Stored data:

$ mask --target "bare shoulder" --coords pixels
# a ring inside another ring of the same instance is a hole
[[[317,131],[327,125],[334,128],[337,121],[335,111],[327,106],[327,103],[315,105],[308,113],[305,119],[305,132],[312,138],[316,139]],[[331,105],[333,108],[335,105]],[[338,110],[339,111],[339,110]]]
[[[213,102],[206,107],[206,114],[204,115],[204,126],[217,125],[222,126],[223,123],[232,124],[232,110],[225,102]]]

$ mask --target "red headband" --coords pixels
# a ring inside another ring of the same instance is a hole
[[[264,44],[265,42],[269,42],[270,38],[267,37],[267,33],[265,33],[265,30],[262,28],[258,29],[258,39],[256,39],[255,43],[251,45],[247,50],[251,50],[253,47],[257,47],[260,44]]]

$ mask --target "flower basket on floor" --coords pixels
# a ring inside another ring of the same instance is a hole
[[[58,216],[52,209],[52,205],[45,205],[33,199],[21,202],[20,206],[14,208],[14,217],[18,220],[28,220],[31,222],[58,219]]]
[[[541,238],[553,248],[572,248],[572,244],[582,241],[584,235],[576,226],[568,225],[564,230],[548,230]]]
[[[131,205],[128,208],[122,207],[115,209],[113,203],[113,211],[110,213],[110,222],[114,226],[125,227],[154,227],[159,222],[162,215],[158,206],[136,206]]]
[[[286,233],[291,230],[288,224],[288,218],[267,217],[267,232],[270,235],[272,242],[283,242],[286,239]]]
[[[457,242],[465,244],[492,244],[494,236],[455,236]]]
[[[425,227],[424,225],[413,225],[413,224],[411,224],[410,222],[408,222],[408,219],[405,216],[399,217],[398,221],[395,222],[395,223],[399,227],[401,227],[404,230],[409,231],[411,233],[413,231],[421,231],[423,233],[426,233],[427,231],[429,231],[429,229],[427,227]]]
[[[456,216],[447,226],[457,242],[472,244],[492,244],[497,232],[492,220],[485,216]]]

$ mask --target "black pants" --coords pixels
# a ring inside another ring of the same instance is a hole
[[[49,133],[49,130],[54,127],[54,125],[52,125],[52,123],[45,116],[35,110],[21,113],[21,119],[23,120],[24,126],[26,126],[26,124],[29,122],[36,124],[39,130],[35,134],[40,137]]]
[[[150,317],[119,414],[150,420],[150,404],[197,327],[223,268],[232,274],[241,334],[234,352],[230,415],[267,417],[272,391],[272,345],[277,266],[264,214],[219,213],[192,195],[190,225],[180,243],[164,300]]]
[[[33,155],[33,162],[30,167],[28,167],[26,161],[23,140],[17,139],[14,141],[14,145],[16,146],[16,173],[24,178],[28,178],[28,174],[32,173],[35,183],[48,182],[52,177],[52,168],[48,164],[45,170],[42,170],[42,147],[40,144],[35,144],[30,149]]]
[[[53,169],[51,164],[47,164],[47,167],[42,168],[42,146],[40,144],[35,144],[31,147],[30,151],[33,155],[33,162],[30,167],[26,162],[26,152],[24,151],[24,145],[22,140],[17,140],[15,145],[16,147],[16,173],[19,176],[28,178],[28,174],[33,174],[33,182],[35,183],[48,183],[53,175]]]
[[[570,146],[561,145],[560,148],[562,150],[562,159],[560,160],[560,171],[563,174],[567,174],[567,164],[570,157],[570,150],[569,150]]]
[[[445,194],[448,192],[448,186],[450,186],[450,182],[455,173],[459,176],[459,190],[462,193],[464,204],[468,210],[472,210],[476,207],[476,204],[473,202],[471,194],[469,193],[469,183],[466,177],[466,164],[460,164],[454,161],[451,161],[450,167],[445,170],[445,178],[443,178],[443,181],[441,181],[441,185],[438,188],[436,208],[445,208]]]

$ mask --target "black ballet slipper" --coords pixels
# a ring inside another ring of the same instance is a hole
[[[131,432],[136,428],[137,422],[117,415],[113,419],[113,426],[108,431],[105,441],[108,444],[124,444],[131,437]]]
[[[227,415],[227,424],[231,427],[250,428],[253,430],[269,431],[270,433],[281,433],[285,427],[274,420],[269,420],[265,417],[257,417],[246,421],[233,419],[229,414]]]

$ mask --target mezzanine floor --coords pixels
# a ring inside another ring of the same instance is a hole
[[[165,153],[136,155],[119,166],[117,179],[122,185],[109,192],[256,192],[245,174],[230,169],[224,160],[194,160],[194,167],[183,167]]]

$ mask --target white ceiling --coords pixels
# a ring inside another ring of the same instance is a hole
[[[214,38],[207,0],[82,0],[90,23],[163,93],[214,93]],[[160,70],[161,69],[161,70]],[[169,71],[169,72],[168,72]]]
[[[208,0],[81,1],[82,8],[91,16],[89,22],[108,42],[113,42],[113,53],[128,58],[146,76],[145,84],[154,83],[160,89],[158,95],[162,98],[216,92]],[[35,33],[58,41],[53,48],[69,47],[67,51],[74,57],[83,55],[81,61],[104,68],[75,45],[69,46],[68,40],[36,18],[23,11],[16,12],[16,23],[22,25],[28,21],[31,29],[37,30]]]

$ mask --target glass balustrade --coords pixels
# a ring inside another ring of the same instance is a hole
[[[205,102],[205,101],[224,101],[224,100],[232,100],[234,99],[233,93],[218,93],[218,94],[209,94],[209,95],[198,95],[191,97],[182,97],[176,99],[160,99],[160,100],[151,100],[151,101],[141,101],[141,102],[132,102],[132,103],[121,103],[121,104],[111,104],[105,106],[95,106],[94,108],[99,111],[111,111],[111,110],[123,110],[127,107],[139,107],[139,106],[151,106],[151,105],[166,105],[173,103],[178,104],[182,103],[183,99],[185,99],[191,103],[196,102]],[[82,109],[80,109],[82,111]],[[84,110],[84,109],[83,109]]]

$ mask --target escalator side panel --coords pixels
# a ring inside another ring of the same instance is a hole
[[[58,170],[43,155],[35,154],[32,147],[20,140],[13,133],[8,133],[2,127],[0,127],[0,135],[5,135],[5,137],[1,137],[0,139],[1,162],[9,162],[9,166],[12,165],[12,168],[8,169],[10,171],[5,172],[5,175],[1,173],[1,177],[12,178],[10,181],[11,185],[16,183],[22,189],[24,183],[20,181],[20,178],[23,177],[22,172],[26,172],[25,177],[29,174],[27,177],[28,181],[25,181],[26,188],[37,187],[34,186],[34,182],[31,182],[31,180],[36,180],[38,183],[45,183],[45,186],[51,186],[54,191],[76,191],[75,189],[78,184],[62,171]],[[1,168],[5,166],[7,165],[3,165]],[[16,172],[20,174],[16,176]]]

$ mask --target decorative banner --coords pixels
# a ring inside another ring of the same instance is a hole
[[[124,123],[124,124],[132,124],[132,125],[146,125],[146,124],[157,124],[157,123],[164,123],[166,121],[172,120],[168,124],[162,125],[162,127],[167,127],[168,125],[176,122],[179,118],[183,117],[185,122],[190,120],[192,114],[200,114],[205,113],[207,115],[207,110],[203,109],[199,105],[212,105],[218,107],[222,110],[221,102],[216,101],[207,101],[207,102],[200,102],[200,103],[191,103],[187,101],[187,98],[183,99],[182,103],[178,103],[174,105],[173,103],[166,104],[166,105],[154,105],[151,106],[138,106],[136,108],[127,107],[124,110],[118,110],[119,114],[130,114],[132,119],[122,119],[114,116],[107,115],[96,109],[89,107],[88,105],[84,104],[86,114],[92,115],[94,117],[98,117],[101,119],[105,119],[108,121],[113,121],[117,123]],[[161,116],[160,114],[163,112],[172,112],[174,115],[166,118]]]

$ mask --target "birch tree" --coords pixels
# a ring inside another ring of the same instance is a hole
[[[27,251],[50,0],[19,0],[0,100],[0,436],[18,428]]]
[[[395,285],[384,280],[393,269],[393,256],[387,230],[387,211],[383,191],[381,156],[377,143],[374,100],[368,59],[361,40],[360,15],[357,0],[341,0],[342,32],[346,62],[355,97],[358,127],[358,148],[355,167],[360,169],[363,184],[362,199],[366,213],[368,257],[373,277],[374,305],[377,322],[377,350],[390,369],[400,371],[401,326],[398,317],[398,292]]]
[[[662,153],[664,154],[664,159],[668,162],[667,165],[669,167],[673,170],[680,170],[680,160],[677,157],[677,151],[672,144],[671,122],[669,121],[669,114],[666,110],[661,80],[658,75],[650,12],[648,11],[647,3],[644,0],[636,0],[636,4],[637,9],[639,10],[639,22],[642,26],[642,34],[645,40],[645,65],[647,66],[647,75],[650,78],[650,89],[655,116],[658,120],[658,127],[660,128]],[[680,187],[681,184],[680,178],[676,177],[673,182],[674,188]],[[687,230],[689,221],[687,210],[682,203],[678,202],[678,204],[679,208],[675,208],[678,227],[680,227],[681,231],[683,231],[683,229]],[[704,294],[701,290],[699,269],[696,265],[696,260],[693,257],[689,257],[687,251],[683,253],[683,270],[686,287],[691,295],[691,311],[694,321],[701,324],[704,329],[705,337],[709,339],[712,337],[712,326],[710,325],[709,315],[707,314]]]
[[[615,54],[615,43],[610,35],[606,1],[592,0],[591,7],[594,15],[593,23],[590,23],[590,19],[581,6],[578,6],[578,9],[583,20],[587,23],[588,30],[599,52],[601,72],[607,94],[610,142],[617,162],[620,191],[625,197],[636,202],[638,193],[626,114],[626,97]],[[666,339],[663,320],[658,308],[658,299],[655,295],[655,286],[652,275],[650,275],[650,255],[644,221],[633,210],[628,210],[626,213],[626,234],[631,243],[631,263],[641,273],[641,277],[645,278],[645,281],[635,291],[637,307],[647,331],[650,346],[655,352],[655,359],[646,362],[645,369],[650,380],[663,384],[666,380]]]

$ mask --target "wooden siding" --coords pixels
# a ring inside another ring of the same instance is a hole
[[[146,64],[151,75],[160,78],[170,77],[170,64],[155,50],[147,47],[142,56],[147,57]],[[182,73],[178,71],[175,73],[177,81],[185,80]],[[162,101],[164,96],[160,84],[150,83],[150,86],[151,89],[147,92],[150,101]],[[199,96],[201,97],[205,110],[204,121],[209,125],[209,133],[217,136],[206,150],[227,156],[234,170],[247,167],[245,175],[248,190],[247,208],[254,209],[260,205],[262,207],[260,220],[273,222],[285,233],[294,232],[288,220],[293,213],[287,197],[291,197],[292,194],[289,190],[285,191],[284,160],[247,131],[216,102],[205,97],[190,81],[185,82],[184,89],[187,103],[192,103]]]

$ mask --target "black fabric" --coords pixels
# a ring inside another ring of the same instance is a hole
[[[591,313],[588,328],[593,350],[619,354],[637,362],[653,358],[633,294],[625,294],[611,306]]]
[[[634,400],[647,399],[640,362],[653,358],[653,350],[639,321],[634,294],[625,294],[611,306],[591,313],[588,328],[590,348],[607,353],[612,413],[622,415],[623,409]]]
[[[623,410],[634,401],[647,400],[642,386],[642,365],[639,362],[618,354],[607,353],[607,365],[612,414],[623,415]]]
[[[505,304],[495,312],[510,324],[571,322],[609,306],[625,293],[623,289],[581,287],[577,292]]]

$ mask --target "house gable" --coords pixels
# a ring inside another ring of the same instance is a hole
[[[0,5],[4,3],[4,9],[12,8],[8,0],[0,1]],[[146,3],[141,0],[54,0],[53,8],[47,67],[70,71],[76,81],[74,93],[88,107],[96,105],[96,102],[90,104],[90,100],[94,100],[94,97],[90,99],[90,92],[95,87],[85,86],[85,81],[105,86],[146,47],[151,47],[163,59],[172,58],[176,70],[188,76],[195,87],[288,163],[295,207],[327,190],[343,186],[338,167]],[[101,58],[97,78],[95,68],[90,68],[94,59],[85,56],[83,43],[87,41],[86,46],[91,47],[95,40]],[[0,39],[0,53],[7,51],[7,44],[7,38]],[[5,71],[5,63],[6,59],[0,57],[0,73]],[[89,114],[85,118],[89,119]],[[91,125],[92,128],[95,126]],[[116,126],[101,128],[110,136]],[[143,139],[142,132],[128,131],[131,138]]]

■ **Goal of the exercise**
Pick every line of the data that includes the string "black".

■ **Task solution**
$ mask --target "black pants" --coords pixels
$ mask --target "black ballet slipper" --coords pixels
$ mask --target "black fabric" --coords pixels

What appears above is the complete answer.